■ TASK GOAL
Take the line that has "Guideline: one keypoint per instance of the black" in it and every line after it to the end of the entries, and reproduce them exactly.

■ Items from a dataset
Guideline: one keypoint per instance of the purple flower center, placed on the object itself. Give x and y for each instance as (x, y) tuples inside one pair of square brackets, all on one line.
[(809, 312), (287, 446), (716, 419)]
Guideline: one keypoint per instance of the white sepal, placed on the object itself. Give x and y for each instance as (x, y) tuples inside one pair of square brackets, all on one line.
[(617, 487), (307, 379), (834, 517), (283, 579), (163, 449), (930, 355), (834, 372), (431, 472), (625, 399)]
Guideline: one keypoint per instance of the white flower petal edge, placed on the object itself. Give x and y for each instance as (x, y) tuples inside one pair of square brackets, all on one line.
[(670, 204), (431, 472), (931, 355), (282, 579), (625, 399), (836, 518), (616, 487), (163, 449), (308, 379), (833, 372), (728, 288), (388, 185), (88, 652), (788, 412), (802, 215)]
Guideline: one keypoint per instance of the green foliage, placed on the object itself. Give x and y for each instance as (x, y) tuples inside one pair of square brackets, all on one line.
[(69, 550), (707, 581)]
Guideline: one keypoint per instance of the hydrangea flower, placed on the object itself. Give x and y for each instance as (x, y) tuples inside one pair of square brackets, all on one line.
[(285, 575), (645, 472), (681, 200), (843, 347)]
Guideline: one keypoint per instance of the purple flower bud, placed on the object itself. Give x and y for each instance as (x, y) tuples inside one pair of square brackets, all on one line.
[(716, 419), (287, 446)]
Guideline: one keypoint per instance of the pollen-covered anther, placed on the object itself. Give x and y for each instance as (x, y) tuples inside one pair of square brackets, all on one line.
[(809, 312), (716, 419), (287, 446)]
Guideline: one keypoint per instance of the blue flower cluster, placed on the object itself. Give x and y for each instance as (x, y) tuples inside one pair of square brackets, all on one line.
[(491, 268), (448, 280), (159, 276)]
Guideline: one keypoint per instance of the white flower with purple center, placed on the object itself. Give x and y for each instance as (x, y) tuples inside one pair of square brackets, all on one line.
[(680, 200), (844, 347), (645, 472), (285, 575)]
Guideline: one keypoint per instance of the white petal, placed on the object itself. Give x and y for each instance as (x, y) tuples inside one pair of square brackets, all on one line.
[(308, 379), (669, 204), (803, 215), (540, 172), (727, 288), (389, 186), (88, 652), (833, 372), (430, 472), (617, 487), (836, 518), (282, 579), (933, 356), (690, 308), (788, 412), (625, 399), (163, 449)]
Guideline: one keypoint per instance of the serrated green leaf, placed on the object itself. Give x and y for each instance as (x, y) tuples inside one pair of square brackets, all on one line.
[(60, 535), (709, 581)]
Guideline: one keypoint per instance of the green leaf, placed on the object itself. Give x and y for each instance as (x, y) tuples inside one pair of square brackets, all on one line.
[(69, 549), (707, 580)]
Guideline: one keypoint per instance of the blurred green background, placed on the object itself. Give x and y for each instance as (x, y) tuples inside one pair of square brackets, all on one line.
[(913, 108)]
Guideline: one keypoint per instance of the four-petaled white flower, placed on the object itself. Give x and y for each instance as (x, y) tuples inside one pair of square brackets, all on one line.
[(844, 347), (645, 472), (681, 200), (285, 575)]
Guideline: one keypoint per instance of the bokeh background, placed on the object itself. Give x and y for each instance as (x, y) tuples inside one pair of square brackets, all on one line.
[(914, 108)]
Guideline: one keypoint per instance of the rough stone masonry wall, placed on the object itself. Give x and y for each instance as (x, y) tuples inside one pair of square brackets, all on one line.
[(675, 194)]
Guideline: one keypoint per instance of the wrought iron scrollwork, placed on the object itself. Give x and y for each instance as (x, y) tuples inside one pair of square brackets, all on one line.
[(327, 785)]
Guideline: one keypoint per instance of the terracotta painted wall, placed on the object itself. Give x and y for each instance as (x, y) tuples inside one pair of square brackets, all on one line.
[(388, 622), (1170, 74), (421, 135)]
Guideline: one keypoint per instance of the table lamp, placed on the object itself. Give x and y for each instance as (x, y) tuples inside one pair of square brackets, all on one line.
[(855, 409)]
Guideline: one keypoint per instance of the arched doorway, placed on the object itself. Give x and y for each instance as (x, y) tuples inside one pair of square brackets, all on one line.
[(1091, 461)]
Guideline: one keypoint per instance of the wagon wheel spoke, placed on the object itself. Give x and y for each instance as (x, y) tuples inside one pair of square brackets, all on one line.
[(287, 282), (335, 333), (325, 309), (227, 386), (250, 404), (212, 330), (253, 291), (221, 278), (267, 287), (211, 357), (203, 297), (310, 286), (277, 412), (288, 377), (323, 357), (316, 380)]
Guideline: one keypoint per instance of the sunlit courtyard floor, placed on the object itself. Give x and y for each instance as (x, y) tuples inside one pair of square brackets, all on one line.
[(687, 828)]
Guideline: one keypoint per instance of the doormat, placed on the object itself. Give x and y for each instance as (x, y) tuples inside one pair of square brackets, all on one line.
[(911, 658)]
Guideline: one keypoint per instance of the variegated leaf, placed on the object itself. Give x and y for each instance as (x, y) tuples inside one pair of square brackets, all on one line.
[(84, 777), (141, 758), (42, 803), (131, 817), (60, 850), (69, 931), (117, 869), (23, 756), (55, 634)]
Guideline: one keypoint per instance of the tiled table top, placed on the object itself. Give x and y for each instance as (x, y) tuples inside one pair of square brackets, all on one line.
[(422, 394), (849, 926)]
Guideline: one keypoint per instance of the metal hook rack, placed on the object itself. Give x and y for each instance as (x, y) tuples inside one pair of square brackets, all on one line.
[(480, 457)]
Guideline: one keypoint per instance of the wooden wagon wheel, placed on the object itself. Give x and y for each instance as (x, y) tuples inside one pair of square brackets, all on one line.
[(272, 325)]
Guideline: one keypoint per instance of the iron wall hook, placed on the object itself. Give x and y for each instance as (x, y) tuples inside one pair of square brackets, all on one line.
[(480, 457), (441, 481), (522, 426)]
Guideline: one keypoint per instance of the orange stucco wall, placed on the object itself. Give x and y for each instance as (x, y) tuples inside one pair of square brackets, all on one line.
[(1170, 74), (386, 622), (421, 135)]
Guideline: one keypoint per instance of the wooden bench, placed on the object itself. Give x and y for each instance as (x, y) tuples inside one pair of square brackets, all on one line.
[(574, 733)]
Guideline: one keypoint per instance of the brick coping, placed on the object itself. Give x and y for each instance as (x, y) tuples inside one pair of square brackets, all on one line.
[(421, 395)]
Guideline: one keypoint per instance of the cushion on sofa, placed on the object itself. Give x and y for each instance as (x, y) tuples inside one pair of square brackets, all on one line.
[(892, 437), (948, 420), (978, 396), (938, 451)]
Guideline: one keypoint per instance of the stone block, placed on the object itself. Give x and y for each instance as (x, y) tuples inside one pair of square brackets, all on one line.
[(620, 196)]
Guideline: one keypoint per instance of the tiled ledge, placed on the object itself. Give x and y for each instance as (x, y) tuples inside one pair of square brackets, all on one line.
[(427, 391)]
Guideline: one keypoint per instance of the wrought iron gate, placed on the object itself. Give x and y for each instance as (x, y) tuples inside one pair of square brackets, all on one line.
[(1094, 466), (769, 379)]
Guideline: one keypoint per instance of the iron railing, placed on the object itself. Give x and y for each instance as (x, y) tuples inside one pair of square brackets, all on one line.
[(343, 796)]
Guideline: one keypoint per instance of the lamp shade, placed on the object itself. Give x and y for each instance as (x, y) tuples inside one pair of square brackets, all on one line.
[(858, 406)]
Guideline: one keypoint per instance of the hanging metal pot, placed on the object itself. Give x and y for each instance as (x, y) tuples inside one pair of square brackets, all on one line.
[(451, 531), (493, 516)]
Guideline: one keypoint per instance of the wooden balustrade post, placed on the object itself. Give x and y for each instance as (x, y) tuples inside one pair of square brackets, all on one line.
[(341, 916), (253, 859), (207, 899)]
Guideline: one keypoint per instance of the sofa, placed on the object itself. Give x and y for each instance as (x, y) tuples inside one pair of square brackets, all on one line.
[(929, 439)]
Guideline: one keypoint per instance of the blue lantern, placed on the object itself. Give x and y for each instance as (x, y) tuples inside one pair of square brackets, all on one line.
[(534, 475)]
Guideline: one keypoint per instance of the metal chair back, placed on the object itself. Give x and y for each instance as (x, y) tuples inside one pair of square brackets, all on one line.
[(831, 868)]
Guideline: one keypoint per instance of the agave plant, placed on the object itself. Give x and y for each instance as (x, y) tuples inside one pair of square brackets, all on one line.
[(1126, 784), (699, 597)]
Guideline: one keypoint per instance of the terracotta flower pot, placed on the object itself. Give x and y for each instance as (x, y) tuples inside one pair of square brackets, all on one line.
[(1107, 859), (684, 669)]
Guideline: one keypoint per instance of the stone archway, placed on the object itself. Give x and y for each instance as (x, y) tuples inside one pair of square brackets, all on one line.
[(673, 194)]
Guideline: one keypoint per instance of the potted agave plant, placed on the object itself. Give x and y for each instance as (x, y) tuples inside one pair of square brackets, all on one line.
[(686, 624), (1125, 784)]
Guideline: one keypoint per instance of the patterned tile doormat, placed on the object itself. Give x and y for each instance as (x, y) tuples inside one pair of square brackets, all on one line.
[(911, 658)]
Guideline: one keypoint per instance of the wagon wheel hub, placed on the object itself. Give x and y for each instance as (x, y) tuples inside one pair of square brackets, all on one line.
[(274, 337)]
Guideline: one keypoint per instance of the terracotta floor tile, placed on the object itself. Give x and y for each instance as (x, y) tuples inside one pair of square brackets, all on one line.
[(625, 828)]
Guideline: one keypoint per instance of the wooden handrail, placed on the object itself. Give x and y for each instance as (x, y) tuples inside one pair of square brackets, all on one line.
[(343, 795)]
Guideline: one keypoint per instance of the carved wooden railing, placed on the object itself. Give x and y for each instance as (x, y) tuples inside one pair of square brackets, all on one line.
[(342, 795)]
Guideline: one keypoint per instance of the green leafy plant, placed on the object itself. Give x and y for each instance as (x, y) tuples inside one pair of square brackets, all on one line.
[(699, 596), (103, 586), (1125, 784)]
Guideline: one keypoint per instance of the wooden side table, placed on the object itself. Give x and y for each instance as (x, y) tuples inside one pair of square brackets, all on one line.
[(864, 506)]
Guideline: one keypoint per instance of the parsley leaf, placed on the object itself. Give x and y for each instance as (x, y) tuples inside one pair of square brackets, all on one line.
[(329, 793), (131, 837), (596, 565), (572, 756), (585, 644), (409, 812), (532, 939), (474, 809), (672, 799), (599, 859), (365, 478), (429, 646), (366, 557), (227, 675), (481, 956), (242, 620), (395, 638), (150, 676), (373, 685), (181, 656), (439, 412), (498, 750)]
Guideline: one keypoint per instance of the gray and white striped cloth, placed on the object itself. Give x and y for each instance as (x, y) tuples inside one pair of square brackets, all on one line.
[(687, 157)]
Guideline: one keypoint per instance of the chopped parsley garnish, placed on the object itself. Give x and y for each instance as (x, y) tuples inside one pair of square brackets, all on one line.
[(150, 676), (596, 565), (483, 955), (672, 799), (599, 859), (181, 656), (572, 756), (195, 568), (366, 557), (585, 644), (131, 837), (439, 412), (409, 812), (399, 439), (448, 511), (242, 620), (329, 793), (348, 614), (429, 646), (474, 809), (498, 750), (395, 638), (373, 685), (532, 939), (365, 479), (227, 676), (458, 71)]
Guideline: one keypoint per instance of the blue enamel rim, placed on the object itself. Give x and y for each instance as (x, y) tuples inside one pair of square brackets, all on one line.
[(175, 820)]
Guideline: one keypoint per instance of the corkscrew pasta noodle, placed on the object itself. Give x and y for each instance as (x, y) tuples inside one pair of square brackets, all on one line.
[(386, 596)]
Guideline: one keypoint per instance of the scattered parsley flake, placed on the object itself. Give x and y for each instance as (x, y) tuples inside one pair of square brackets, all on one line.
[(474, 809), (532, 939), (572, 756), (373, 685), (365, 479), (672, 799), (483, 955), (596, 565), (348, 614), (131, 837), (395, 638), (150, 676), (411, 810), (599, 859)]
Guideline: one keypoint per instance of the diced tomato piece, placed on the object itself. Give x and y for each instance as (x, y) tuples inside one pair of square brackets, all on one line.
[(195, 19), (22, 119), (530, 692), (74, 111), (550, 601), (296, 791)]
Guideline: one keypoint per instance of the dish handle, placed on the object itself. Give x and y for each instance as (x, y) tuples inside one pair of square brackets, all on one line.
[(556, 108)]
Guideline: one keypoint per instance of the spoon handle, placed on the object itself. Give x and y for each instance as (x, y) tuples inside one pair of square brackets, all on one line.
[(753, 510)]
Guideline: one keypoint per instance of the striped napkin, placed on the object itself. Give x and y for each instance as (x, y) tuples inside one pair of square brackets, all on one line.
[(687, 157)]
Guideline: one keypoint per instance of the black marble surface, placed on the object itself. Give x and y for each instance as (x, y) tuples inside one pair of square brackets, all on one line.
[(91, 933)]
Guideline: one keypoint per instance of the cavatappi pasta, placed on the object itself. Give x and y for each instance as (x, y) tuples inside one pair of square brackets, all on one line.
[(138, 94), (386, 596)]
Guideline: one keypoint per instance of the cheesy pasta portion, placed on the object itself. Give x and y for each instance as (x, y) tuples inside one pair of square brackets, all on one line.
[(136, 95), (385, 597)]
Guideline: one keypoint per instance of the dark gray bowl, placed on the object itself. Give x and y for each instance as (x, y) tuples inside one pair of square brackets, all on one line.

■ PROBLEM SOLUTION
Guideline: one keypoint per instance of the black marble surface, placed on the object itself. Give x and y for each instance as (x, y) tuples inside one pair of square brackets, all on one line.
[(91, 933)]
Guideline: one keypoint per instance of the cavatappi pasta, placed on the object itself. Give x and y for each instance as (x, y) tuples inside one pair of square brackets, all on one line.
[(138, 94), (386, 596)]
Guideline: one keypoint per instance of the cheesy pasta portion, placed on the object itself. Give x and y for each instance as (x, y) tuples inside one pair of square brackets, all on one line.
[(136, 95), (385, 597)]
Guideline: one keypoint per instance of the dark gray bowl, placed on the object itself. Give x and y for each instance as (x, y) tuples inside one pair of square brackets, all on one line.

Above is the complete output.